The men of Fight Club are fighting a society that asks for respect whilst at the same time respecting nothing, they are fighting society with the same means that society also uses against the "mad", the "mentally ill ", meanwhile all these are creations of this society, and people are excluded or exterminated in prisons, in the mental hospitals and reform schools. The state, justice, legality, career, social elite and social hierarchies constitute the enemy, through the fight against them, the men of Fight Club will recover their lost humanity and the innocence that the managers, the life-style, the offices, and the luxurious furniture and apartments had stolen from them .The men of this terrorist organization are not simply a danger for public safety and order, they are something much more: they are dangerous for a society that wanted them to be successful employers of this or that enterprise, that made them wear suits and masks of beauty in order to cover their nothingness. They are dangerous for the society that dressed them in the worker uniform and left them to rot from morning until evening in the worksites , they are dangerous for those states who are spending billions on space programmes whilst at the same time millions of people on this planet are dying of hunger.

The axis upon which Fight Club is moving is violence and in order to be more concrete, the apotheosis of violence, as an answer to the violence of social institutions on the one hand and as a personal deliverance from the mediocrity of the average man on the other. This dual character constitutes the core thought of the movie.

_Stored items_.
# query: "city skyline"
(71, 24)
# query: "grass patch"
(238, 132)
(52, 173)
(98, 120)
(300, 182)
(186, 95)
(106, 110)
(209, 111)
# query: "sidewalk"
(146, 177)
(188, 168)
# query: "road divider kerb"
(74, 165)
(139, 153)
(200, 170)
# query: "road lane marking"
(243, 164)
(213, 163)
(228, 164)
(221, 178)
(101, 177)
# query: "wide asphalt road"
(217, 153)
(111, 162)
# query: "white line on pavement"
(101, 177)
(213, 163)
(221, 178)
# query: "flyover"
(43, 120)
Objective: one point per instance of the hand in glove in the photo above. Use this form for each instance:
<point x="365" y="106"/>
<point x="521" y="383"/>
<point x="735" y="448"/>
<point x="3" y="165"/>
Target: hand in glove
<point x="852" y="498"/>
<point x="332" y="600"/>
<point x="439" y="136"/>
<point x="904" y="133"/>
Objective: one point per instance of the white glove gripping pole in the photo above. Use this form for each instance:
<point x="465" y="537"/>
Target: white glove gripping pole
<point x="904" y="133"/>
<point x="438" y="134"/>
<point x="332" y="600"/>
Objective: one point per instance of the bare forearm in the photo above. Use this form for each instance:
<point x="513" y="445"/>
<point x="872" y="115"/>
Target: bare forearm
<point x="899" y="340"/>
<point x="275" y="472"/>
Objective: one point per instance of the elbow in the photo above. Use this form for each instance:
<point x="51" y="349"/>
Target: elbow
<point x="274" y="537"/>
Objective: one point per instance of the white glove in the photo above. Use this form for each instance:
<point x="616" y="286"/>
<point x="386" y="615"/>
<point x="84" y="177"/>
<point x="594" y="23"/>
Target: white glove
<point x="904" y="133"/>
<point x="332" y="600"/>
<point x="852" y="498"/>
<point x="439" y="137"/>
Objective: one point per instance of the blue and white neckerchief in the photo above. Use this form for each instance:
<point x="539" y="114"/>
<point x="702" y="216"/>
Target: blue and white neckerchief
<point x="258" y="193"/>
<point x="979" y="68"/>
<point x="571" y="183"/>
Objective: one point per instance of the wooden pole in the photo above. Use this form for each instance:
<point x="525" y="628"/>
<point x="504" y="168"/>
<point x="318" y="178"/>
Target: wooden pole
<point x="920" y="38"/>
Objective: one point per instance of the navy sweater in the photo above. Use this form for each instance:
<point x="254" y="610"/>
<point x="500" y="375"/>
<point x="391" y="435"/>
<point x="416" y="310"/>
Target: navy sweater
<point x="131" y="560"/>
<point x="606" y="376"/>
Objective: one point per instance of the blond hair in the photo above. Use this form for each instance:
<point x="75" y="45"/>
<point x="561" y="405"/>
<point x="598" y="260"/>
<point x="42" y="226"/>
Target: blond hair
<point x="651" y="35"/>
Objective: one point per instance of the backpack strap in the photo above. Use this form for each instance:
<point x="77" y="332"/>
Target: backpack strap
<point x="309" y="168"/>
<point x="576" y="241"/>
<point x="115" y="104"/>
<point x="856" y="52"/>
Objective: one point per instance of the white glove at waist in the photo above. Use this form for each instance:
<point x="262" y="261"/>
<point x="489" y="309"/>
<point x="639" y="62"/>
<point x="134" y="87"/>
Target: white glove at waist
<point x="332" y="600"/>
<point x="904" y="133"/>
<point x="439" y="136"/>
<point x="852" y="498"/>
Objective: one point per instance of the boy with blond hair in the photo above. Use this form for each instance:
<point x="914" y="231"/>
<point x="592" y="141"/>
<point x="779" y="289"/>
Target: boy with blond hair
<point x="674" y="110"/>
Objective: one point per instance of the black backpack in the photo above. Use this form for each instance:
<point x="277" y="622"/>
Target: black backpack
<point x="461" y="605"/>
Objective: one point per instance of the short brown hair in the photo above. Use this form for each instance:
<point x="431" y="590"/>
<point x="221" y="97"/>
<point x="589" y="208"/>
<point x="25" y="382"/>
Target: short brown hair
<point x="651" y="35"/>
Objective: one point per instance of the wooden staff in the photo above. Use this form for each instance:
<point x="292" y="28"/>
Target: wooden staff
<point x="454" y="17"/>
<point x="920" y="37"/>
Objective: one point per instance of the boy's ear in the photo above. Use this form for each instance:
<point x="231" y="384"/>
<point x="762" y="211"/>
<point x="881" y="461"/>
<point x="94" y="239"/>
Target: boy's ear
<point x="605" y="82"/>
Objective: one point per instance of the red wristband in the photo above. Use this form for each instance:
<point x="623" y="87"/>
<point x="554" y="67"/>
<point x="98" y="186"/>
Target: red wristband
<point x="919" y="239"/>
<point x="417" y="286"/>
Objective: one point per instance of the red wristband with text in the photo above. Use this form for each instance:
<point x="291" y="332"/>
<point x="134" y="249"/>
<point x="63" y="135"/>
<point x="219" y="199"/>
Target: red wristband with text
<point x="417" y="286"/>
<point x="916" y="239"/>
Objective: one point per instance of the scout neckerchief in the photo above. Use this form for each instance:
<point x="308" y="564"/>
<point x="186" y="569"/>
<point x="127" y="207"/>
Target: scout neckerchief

--

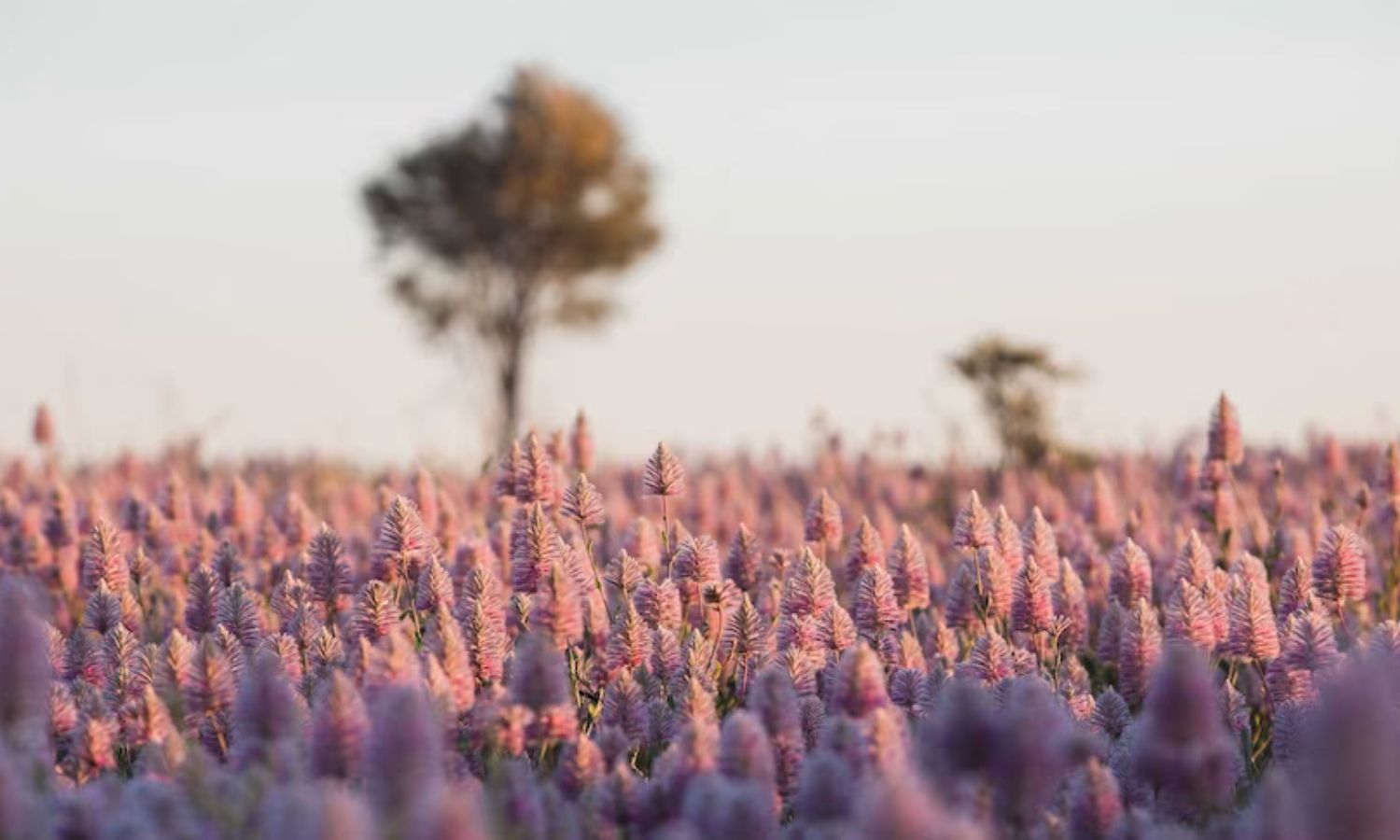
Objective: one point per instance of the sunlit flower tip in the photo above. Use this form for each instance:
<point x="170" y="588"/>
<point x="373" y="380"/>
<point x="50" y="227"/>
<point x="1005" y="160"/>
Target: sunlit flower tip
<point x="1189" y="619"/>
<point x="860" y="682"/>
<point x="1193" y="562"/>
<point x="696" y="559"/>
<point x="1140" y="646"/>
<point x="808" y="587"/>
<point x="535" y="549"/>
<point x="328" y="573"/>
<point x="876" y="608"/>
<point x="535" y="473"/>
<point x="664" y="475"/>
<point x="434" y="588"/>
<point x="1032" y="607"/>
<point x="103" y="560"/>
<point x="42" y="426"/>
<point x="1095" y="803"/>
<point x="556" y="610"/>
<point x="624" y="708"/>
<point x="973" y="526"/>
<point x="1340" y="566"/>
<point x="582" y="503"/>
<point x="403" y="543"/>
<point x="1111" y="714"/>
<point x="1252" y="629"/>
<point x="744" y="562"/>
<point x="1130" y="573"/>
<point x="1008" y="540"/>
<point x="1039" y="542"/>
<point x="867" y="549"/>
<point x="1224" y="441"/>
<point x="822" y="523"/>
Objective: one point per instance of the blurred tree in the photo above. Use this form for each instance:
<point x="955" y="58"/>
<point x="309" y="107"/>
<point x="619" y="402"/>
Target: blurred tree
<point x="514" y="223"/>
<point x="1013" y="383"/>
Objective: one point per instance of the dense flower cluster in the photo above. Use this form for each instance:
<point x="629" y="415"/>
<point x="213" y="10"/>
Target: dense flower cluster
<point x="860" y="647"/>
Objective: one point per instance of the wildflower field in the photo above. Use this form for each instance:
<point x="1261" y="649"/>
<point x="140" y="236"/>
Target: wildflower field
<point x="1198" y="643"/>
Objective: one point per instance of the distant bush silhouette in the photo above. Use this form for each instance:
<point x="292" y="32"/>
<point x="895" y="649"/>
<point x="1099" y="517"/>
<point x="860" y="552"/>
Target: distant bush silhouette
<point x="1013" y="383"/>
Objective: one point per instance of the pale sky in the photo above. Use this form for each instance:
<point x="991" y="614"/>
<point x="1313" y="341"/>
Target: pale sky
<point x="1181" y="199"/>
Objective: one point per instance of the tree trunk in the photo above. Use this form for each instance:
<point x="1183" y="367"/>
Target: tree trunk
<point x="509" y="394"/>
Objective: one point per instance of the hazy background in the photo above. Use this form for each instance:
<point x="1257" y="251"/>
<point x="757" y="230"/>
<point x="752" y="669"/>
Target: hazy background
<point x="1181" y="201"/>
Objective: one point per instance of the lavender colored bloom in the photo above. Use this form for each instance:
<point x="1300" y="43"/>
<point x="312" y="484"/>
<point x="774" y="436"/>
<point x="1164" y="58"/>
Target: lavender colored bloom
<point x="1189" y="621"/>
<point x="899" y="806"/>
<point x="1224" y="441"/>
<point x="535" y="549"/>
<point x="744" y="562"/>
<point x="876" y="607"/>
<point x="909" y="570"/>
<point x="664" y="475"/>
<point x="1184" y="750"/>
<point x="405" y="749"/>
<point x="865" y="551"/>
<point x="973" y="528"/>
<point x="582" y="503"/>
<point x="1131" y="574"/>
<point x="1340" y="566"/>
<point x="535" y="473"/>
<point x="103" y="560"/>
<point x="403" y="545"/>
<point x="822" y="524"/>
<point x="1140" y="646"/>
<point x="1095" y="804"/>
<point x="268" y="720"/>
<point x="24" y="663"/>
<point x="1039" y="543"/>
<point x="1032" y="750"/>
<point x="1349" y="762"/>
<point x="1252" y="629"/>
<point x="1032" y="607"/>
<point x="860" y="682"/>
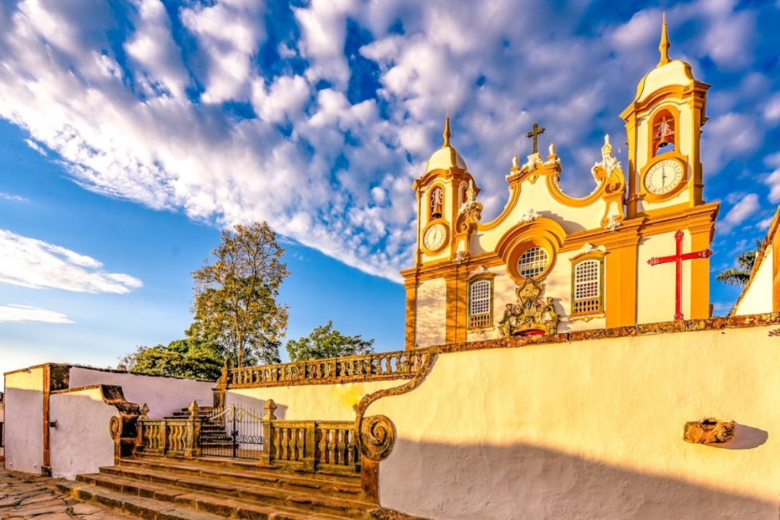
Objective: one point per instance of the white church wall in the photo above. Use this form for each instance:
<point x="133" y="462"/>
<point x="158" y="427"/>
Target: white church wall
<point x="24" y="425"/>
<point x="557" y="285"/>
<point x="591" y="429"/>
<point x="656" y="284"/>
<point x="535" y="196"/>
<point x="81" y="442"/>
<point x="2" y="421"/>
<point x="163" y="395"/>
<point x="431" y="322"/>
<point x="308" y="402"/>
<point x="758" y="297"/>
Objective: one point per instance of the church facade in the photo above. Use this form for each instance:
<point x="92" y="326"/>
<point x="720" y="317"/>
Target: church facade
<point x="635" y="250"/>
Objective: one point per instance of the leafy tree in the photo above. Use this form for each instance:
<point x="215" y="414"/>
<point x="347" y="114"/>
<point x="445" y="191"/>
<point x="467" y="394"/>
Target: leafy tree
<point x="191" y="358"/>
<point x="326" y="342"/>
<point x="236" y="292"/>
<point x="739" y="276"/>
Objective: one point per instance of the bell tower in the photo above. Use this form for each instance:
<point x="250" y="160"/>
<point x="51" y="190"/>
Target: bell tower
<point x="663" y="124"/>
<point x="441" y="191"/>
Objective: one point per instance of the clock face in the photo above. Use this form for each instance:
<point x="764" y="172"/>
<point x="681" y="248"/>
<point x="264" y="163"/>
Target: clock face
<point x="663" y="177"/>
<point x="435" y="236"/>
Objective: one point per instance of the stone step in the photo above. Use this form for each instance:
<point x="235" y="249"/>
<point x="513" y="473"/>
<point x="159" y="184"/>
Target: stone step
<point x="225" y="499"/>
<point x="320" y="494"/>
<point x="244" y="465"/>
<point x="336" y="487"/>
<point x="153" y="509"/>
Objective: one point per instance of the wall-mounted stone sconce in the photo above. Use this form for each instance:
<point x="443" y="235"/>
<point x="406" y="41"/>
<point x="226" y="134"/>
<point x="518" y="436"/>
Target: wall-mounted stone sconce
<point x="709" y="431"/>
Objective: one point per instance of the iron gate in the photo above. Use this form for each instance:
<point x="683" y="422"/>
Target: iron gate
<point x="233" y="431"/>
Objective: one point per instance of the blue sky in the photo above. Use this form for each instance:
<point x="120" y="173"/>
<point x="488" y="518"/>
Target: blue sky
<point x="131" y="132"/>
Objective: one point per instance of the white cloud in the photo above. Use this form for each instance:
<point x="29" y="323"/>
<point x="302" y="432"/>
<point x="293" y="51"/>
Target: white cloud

_Exercise instructions_.
1. From the essay on Fight Club, extract everything from "The axis upon" down to "of the movie.".
2. Continue the essay on Fight Club after its final sentence.
The stored items are separate material, unrelated to the essay on Fight Club.

_Results of the tasks_.
1.
The axis upon which Fight Club is moving is violence and in order to be more concrete, the apotheosis of violence, as an answer to the violence of social institutions on the one hand and as a personal deliverance from the mediocrity of the average man on the other. This dual character constitutes the core thought of the movie.

2.
The violence of social institutions beyond their bodily dimension (torture, pistols fired 'accidentally' by the police) do not cease to have a psychological dimension. The stress that fills modern man, the urban way of life, for the average bourgeois is channeled adversely into him or her by way of headaches, light-headedness, sexual disability, and dermal illness.

The men of Fight Club dared to change the stress of everyday routine into a hate for those social institutions which had accumulated over decades, bursting forth upon themselves and later on upon urban society.

The media creates factitious needs and alienates people (how I pity the body-builder who tries so hard to look like the luxurious posters, says the protagonist), legal exploitation and the enacted violence of the state that has a monopoly in exercising it. The police murder one of their companions (a member of Fight Club) illegally and anti-constitutionally, even for these rudimentary conquests of urban democracy, all of these examples make them more aware to become even more violent and it naturally bursts out in a dramatic way on the stone coffins - the blocks of flats - that will collapse one after the other in a shocking display of explosive power.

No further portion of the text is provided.